See also: My jar didn’t seal — is it safe?
- Fingertip tight
- Tightening the band only until you meet gentle resistance with your fingertips, so air can still escape during processing. Over-tightening can buckle lids or cause seals to fail.
Ingredients & chemistry
- Pectin
- A natural carbohydrate in fruit that, with the right balance of acid and sugar, sets jam and jelly into a gel. Low-pectin fruit needs added commercial pectin to set.
See also: Pectin guide for Canadian canners
- Acid (bottled lemon juice, citric acid, vinegar)
- Added to lower a food’s pH for safety (acidifying tomatoes) or for flavour and texture (pickling). Use bottled lemon juice rather than fresh for canning, because its acidity is consistent. Pickling vinegar must be at least 5% acidity.
- Pickling salt
- Pure granulated salt with no anti-caking agents or iodine, both of which can cloud brine or darken pickles. Table salt is not a direct one-to-one substitute by volume.
- Pickle Crisp (calcium chloride)
- A food-grade firming agent added to pickles for crunch — a modern, optional replacement for old-fashioned pickling lime or alum.
- Brine
- A solution of salt and water — often with vinegar — used to ferment or pickle vegetables.
- Syrup (light / medium / heavy)
- A sugar-and-water solution used to pack canned fruit. It carries flavour and helps the fruit keep its colour and texture, but it is not what makes the fruit safe — that is the acidity and processing.
Process terms
- Processing time
- The minutes jars must stay at a full rolling boil (water bath) or at pressure (pressure canning) to be safe. It always comes from a tested recipe and is adjusted for altitude — never shortened or guessed.
See also: How we source our recipes
- Altitude adjustment
- Increasing the processing time (water bath) or the pressure (pressure canning) at higher elevations, because water boils at a lower temperature the higher you are. Essential across much of Canada — Calgary sits at about 1,045 m.
See also: Canning altitude adjustments for Canada
- Venting (exhausting)
- Letting a pressure canner release a steady jet of steam (usually for 10 minutes) before adding the weight, to drive out air so the canner heats evenly to a safe temperature.
- Come-up time
- The time a canner takes to reach a full boil or full pressure before the timed processing actually begins. It does not count toward the processing time.
- Gel point (set / sheeting / cold-plate test)
- The stage at which jam or jelly has set. Tell-tale signs: the mixture sheets off a spoon in a single curtain, or a drop on a chilled plate wrinkles when nudged.
·····
[Task objective]
What acidity must pickling vinegar have, according to the canning glossary?

[Recorded information]
·····
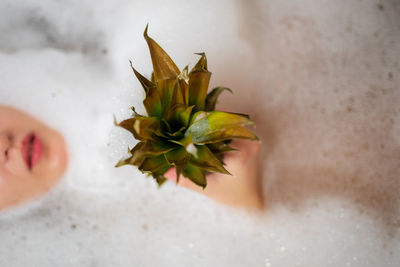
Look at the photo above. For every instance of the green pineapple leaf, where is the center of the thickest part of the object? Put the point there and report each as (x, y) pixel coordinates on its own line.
(181, 128)
(211, 99)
·····
[Result]
At least 5% acidity.